Dr Rowan Williams in conversation with Paul Gifford author of Towards Reconciliation

Part 1. Names, terms and expressions in order of appearance.

Prof. John Milbank, University of Nottingham (emeritus), formerly Fellow of Peterhouse College Cambridge; co-founder from 1990  of the Radical Orthodoxy movement in theology, the theoretical foundations of which he laid in his work on social theory.

Prof. Sarah Coakley, FBA :leading Anglican systematic theologian and philosopher of religion, who held, between 2007 and 2018, the Norris-Hulse Chair of Divinity at the University of Cambridge. Interdisciplinary interests in God, Sexuality and the Self: an Essay on the Trinity (2013); and in evolutionary collaboration approached through game theory.

Cambridge Ritualists. Influential Cambridge based group, initially of classical scholars, who sought in the latter half of the nineteenth century, to elucidate myth and eventually Greek tragedy,  as shaped by religious ritual, which they considered  prior and founding. By association and by influence, this school nourished  in turn the line of more sociologically and anthropologically oriented thinkers, whose views on ‘sacrifice’ Milbank reviews: Julius Wellhausen, William Robertson-Smith, Sir James Frazer, Frenchmen Hubert and Mauss; whose thought on sacrificial ritual  links them to Emile Durkheim, the French founder of modern sociology; and to the  prophet-philosopher of  Positivism, Auguste Comte. Comte, notoriously, propounded the ‘three eras of man’ theory, discussed by Girard (see Towards Reconciliation, p.127): religious myth gives way to rational metaphysics which ushers in the definitive triumph of positive science.

§ **RECORD EXCERPTS**:
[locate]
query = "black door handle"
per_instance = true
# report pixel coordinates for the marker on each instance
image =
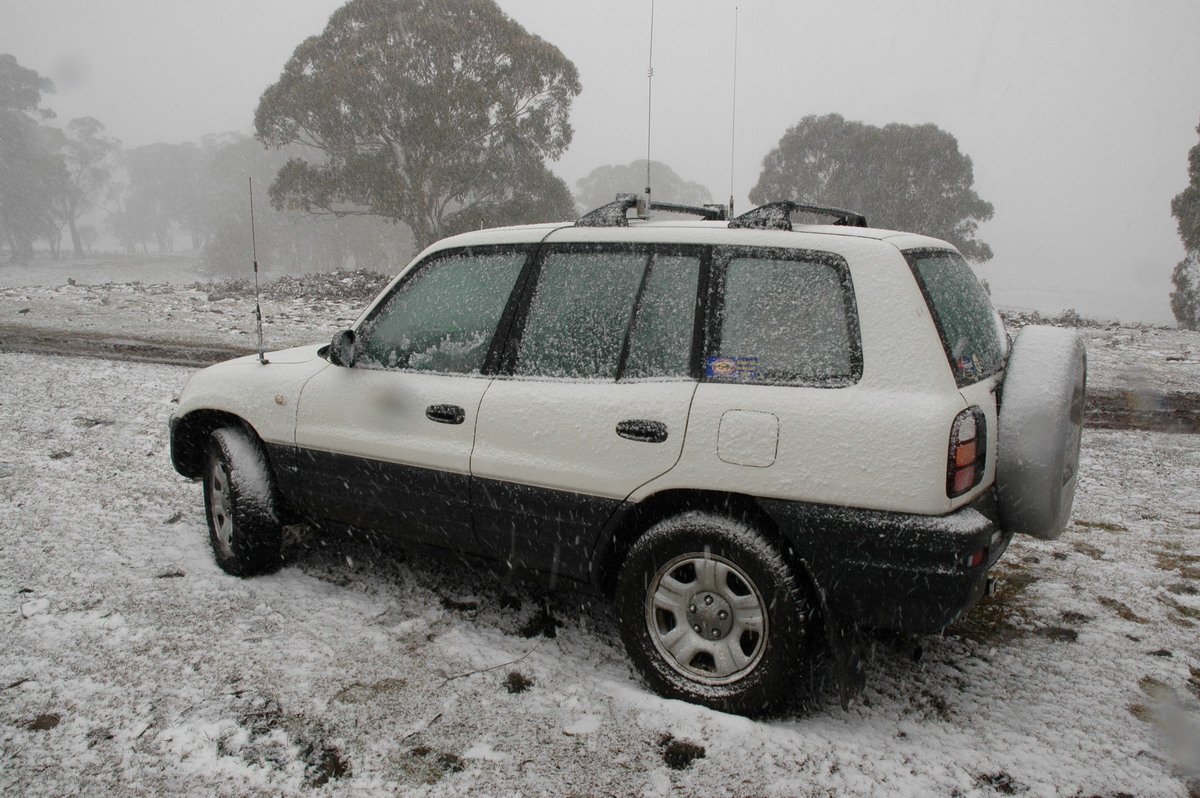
(445, 413)
(642, 430)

§ **EXERCISE REQUIREMENTS**:
Transcribe everything in the glossary of names and terms above from "Prof. John Milbank, University" down to "on social theory.", with no changes.

§ **WRITTEN REPLY**:
Prof. John Milbank, University of Nottingham (emeritus), formerly Fellow of Peterhouse College Cambridge; co-founder from 1990  of the Radical Orthodoxy movement in theology, the theoretical foundations of which he laid in his work on social theory.